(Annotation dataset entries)
--*--
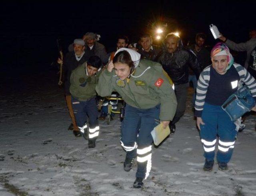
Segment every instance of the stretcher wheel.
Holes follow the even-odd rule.
[[[104,100],[103,99],[100,99],[100,101],[99,101],[99,105],[98,106],[98,109],[99,111],[101,110],[101,108],[102,107],[104,102]]]

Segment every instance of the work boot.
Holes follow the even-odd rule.
[[[244,127],[245,127],[245,125],[244,124],[241,123],[240,125],[240,126],[239,127],[239,129],[238,129],[239,132],[242,132],[244,129]]]
[[[101,121],[105,121],[107,118],[107,115],[105,113],[102,113],[99,117],[99,120]]]
[[[212,171],[212,168],[213,167],[213,164],[214,163],[214,160],[208,160],[206,159],[204,165],[204,170],[208,172],[210,172]]]
[[[175,125],[169,125],[169,127],[171,134],[174,134],[175,133],[175,129],[176,129],[176,126]]]
[[[89,140],[88,141],[88,147],[89,148],[95,148],[96,146],[95,140]]]
[[[219,162],[219,169],[220,170],[227,170],[228,169],[228,164],[226,162]]]
[[[73,131],[73,134],[76,137],[81,137],[82,136],[81,133],[79,131],[74,130]]]
[[[80,130],[80,133],[86,140],[89,139],[89,133],[87,128],[84,129],[83,130]]]
[[[70,124],[70,125],[69,125],[69,127],[68,128],[68,130],[70,131],[74,130],[74,125],[73,125],[73,123]]]
[[[133,183],[133,188],[140,188],[143,186],[143,178],[136,178],[135,181]]]
[[[133,164],[133,160],[134,159],[134,158],[129,158],[127,157],[127,156],[126,155],[125,158],[125,160],[124,160],[124,169],[125,171],[129,172],[131,170],[132,164]]]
--*--
:: Aim of the task ::
Without the pictures, restate all the entries above exactly.

:: Result for this exercise ::
Segment every instance of the stretcher wheel.
Holes follow the even-odd rule.
[[[104,100],[103,99],[100,99],[100,101],[99,101],[99,105],[98,106],[98,109],[99,111],[101,110],[101,108],[102,107],[104,102]]]

Segment every instance of the work boot.
Holes follow the even-odd rule.
[[[244,127],[245,127],[245,125],[244,124],[241,123],[240,125],[240,126],[239,127],[239,129],[238,129],[239,132],[242,132],[244,129]]]
[[[101,121],[105,121],[107,118],[107,115],[105,113],[102,113],[99,117],[99,120]]]
[[[212,171],[212,168],[213,167],[213,164],[214,163],[214,160],[208,160],[206,159],[204,165],[204,170],[208,172],[210,172]]]
[[[175,125],[169,125],[169,127],[171,134],[174,134],[175,133],[175,129],[176,129],[176,126]]]
[[[89,140],[88,141],[88,147],[89,148],[95,148],[96,146],[95,140]]]
[[[219,162],[219,169],[220,170],[227,170],[228,169],[228,164],[226,162]]]
[[[73,131],[73,134],[76,137],[81,137],[82,136],[81,133],[79,131],[74,130]]]
[[[80,130],[80,133],[86,140],[89,139],[89,133],[87,128],[84,129],[83,130]]]
[[[70,124],[70,125],[69,125],[69,127],[68,128],[68,130],[70,131],[74,130],[74,125],[73,125],[73,123]]]
[[[133,183],[133,188],[140,188],[143,186],[143,178],[136,178],[135,181]]]
[[[133,164],[133,160],[134,159],[134,158],[129,158],[127,157],[127,156],[126,155],[125,158],[125,160],[124,160],[124,169],[125,171],[129,172],[131,170],[132,164]]]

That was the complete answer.